Short problem A
In the excerpt about the Swift program, write out again the passage that begins at the words "A June 24 New" and stops after "for the operation.", putting "written messages" in place of "letters" each time it occurs.
Short problem B
According to the excerpt about the Swift program, what is the name of the 1978 measure that offers some protection for Americans' financial data?

Reading passage

'''

Because Swift is based overseas and has offices in the United States, it is governed by European and American laws. Several international regulations and policies impose privacy restrictions on companies that are generally regarded as more stringent than those in this country. United States law establishes some protections for the privacy of Americans' financial data, but they are not ironclad. A 1978 measure, the Right to Financial Privacy Act, has a limited scope and a number of exceptions, and its role in national security cases remains largely untested.
Several people familiar with the Swift program said they believed that they were exploiting a ''gray area'' in the law and that a case could be made for restricting the government's access to the records on Fourth Amendment and statutory grounds. They also worried about the impact on Swift if the program were disclosed.
A June 24 New York Times report also noted Sen. Arlen Specter's (R-PA) concerns over the legality of the program:
Senator Arlen Specter, Republican of Pennsylvania and chairman of the Senate Judiciary Committee, said he had sent letters on Friday to both Treasury Secretary John W. Snow and Attorney General Alberto R. Gonzales on the issue. While he declined to release the letters, he said he was concerned about the legal authority for the operation.
Mr. Specter has been at odds with the administration over another previously secret counterterrorism operation, the National Security Agency's domestic eavesdropping program. The senator said he was particularly troubled that the administration had expanded its Congressional briefings on the financial tracking program in recent weeks after having learned that The New York Times was making inquiries.
''Why does it take a newspaper investigation to get them to comply with the law?'' the senator asked. ''That's a big, important point.''
Moreover, numerous organizations and individuals -- including some from the Treasury Department -- have raised objections concerning a lack of oversight of the program. As the Los Angeles Times reported: "Critics complain that these efforts are not subject to independent governmental reviews designed to prevent abuse, and charge that they collide with privacy and consumer protection laws in the United States." Steven Aftergood, director of the Project on Government Secrecy at the Federation of American Scientists, told the L.A. Times: "It boils down to a question of oversight, both internal and external. And in the current circumstances, it is hard to have confidence in the efficacy of their oversight. Their policy is, 'Trust us,' and that may not be good enough anymore." Additionally, the L.A. Times reported that at least one former Treasury department official familiar with the program, "expressed concern" over the program:
A former senior Treasury official expressed concern that the SWIFT program allows access to vast quantities of sensitive data that could be abused without safeguards. The official, who said he did not have independent knowledge of the program, questioned what becomes of the data, some of it presumably related to innocent banking customers.

'''

Data lines
'''

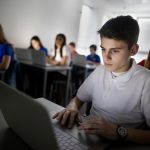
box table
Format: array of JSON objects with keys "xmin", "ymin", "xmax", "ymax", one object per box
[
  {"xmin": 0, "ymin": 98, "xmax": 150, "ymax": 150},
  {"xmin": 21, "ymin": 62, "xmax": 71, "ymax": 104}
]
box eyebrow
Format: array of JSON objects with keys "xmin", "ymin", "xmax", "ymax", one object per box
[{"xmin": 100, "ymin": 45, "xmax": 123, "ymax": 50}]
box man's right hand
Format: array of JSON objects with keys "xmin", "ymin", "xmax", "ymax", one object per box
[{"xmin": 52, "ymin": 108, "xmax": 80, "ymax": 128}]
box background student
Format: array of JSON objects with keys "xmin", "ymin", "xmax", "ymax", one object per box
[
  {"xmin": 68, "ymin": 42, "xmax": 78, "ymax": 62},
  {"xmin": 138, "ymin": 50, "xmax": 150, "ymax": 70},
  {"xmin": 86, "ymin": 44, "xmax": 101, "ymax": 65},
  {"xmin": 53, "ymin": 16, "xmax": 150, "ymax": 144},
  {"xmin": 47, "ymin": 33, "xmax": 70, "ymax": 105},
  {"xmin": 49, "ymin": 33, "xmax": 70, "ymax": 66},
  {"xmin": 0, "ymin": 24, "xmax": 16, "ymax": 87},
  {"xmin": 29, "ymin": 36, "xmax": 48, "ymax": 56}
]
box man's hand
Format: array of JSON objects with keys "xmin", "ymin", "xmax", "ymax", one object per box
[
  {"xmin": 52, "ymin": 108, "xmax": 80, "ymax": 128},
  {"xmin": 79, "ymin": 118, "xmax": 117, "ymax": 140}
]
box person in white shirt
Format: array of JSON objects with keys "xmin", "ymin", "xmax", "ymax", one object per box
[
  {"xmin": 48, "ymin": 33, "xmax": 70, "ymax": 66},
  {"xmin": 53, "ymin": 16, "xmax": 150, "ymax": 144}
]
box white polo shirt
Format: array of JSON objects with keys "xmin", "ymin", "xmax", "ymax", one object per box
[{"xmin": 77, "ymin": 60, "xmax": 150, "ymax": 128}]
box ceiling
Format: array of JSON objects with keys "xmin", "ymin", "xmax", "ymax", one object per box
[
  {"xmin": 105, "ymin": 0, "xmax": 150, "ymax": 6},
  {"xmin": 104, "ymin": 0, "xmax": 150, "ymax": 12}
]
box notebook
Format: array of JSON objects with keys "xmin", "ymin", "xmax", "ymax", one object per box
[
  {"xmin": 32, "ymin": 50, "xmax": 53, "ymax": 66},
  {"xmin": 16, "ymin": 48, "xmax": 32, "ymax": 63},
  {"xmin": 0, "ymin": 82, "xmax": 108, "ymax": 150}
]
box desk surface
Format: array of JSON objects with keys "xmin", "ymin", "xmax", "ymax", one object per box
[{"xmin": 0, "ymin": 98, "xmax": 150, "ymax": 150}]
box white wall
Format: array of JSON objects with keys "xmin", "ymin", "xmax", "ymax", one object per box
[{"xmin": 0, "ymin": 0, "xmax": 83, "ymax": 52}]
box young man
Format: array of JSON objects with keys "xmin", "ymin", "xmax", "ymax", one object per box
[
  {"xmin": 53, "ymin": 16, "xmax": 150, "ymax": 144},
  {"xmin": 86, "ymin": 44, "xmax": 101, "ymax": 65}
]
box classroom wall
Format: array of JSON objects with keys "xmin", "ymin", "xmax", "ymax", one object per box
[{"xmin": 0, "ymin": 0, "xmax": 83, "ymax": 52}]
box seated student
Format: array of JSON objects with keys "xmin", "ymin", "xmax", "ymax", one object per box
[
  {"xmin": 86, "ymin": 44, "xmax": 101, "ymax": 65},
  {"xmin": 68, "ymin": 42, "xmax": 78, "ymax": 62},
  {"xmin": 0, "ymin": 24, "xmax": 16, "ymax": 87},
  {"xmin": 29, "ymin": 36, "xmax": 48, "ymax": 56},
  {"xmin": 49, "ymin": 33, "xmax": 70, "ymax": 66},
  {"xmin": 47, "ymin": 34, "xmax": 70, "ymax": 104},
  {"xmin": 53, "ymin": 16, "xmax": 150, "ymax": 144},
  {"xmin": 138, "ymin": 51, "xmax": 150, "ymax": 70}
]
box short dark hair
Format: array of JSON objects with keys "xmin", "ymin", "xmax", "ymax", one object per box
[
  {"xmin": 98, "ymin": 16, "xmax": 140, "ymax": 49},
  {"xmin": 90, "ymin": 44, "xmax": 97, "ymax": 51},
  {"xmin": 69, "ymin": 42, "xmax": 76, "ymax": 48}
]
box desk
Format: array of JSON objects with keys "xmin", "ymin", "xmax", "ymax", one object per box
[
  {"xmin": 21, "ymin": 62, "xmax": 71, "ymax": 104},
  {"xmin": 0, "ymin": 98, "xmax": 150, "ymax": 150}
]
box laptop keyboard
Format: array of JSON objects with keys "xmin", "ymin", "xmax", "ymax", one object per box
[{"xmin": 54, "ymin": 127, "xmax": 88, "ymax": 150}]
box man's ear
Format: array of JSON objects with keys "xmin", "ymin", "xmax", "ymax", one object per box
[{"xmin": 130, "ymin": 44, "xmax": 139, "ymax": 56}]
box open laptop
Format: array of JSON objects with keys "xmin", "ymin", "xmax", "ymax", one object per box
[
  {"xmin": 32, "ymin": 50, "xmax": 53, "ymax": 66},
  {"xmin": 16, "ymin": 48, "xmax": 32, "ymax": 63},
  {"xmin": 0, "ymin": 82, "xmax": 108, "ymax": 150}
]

'''

Output A
A June 24 New York Times report also noted Sen. Arlen Specter's (R-PA) concerns over the legality of the program:
Senator Arlen Specter, Republican of Pennsylvania and chairman of the Senate Judiciary Committee, said he had sent written messages on Friday to both Treasury Secretary John W. Snow and Attorney General Alberto R. Gonzales on the issue. While he declined to release the written messages, he said he was concerned about the legal authority for the operation.

Output B
The Right to Financial Privacy Act.